### Problem A
Using the report on Bangladesh's exports below, answer yes or no for each statement and quote the words of the report that decide it: (i) Exports in November rose 6.2 percent from a year earlier. (ii) The government's export target for the 2017-18 financial year is $30.16 billion. (iii) Bangladesh is the world's largest apparel exporter.
### Problem B
Duplicate the part of the report on Bangladesh's exports starting with "For July-November, the" and going on through "earning $30.16 billion.".

### Excerpted text
Bangladesh’s exports in November rose 6.2 percent from a year earlier to $3.06 billion, driven by stronger garment sales, official data showed on Thursday.



For July-November, the first five months of the 2017-18 financial year, exports rose 6.7 percent to $14.56 billion from a year earlier, the Export Promotion Bureau said.

Shipments of readymade garments, comprising knitwear and woven items, totalled $11.96 billion during the past five months, up 7.5 percent from the same period of 2016.

Garments are the main foreign-exchange earner for the South Asian country, where low wages and duty-free access to Western markets have helped make it the world’s second-largest apparel exporter after China.

The government has set an export target of $37.5 billion for the 2017-18 financial year, with ready-made garments earning $30.16 billion.

Garment exporters said Bangladesh was on track to achieve the target.

“The order flow is satisfactory. We’ll achieve the target if the current trend continues,” Siddiqur Rahman, president of the Bangladesh Garment Manufacturers and Exporters Association, told Reuters.

He also said there was no impact on orders or shipments from a July 2016 attack on a cafe in Dhaka’s diplomatic quarter in which 22 people were killed, mostly foreigners.

“Buyers are also happy with the reforms in the sector,” he added.

The garment industry had been recovering strongly from a major tragedy four years ago, when a factory building collapsed, killing more than 1,100 people and prompting safety checks that led to factory closures and the loss of exports and jobs.

Exports in the previous financial year to June rose 1.7 percent from a year earlier to $34.7 billion, but that was the slowest growth in 15 years, with garment sales up just 0.2 percent growth.

Exporters blamed the lacklustre growth for the previous financial year on a number of factors, including sluggish demand in main markets, structural reforms in the garment sector, a weak euro and appreciation of the Bangladeshi currency against the U.S. dollar.

The central bank left key interest rates unchanged in July, saying it was trying to balance economic growth and inflation risks.

### Extracted data
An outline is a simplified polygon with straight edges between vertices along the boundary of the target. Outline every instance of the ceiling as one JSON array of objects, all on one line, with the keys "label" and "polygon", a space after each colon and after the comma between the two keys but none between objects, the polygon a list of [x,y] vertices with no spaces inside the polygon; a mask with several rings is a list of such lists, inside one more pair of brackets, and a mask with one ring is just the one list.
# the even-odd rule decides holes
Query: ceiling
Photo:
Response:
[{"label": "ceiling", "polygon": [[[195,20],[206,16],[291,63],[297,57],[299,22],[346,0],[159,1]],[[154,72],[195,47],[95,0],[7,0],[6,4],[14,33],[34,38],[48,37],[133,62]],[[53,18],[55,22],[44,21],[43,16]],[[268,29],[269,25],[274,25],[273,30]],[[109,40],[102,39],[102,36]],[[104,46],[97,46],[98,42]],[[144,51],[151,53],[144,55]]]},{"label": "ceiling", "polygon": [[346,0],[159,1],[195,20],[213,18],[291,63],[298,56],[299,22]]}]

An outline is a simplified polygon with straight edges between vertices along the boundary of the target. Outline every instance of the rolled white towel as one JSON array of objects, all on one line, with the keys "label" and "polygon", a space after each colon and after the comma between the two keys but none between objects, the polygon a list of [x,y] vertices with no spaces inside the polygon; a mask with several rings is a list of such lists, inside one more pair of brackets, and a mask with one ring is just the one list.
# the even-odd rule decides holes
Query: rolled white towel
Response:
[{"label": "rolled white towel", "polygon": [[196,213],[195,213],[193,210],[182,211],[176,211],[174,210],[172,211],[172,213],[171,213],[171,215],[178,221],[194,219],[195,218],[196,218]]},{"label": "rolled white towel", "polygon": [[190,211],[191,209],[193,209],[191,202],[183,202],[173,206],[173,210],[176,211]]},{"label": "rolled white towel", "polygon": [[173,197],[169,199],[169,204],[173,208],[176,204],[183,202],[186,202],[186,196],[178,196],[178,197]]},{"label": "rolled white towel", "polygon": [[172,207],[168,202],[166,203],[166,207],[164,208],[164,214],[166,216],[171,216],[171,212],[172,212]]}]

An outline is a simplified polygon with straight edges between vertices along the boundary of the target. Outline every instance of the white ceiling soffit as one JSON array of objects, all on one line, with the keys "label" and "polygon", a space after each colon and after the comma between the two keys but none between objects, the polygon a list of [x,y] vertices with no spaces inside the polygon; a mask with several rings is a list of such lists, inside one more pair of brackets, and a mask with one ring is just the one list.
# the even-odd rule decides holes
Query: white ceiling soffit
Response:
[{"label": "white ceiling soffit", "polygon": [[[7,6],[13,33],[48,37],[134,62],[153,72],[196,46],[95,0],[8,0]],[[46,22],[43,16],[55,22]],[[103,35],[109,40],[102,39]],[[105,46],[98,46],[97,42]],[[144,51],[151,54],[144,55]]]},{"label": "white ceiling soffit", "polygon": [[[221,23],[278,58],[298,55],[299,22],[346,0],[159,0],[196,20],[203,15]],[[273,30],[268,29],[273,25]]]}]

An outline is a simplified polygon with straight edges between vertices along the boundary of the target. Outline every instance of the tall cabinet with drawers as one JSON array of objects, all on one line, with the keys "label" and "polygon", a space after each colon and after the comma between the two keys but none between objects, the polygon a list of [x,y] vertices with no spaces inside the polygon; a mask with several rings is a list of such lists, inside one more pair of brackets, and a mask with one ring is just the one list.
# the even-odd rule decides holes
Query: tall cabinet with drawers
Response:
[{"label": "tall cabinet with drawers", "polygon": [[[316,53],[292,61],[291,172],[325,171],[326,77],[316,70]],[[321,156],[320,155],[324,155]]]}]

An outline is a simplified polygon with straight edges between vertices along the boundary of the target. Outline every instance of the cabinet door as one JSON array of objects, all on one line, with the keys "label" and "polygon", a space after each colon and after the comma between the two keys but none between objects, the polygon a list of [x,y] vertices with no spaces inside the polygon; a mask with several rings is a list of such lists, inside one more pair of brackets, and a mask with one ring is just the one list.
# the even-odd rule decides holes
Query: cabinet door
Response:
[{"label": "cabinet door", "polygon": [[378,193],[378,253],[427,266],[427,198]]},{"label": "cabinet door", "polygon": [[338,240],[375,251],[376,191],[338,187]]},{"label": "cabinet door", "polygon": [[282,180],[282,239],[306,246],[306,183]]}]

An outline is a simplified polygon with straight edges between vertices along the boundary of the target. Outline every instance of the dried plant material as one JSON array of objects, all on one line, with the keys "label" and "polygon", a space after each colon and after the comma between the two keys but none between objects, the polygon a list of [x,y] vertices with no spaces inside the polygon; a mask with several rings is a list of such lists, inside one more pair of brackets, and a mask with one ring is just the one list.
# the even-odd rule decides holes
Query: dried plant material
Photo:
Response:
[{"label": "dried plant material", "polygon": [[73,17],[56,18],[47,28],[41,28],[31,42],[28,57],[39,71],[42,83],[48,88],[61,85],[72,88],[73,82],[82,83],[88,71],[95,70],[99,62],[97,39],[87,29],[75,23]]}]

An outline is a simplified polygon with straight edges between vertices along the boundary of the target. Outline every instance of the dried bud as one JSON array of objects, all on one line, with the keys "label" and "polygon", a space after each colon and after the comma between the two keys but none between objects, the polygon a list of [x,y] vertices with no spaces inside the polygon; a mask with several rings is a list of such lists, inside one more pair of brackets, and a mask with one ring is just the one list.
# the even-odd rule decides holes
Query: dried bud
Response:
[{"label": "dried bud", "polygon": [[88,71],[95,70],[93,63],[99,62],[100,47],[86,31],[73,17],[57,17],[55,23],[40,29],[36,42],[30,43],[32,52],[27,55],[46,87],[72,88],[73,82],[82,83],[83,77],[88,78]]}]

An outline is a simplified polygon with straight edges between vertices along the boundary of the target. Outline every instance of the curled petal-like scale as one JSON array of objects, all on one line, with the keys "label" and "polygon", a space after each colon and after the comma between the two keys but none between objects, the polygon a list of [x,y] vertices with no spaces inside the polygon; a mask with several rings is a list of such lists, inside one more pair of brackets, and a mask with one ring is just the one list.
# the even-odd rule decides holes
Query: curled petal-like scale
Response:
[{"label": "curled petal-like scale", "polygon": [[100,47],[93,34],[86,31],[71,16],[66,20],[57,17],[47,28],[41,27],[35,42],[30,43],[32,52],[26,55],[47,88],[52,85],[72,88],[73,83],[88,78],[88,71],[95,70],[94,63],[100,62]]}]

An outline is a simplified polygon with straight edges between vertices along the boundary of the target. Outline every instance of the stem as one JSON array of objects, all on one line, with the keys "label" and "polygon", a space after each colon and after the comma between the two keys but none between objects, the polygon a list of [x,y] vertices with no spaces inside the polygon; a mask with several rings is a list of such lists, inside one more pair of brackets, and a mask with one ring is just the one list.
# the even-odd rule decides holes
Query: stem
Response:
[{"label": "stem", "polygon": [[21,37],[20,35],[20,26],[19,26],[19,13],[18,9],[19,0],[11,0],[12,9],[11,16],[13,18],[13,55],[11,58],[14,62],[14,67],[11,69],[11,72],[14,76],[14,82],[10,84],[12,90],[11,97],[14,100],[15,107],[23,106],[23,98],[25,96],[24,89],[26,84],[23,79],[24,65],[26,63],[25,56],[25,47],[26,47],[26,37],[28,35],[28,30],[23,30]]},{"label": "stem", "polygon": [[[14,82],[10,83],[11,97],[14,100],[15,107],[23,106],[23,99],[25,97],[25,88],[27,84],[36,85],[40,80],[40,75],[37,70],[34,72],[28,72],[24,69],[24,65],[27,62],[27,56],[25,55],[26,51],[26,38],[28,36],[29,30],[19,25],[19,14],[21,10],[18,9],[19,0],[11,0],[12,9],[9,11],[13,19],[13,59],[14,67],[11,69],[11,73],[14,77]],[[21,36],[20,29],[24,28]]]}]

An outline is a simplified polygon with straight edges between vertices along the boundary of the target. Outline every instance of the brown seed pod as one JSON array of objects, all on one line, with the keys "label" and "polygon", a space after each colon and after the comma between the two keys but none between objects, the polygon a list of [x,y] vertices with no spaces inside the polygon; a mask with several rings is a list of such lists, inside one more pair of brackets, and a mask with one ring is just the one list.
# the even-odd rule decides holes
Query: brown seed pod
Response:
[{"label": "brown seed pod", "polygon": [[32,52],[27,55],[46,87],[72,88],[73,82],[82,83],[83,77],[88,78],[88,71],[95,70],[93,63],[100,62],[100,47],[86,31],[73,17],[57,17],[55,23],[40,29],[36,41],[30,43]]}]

### Correct output A
(i) Yes: "Bangladesh’s exports in November rose 6.2 percent from a year earlier to $3.06 billion"
(ii) No: "The government has set an export target of $37.5 billion for the 2017-18 financial year"
(iii) No: "the world’s second-largest apparel exporter after China"

### Correct output B
For July-November, the first five months of the 2017-18 financial year, exports rose 6.7 percent to $14.56 billion from a year earlier, the Export Promotion Bureau said.

Shipments of readymade garments, comprising knitwear and woven items, totalled $11.96 billion during the past five months, up 7.5 percent from the same period of 2016.

Garments are the main foreign-exchange earner for the South Asian country, where low wages and duty-free access to Western markets have helped make it the world’s second-largest apparel exporter after China.

The government has set an export target of $37.5 billion for the 2017-18 financial year, with ready-made garments earning $30.16 billion.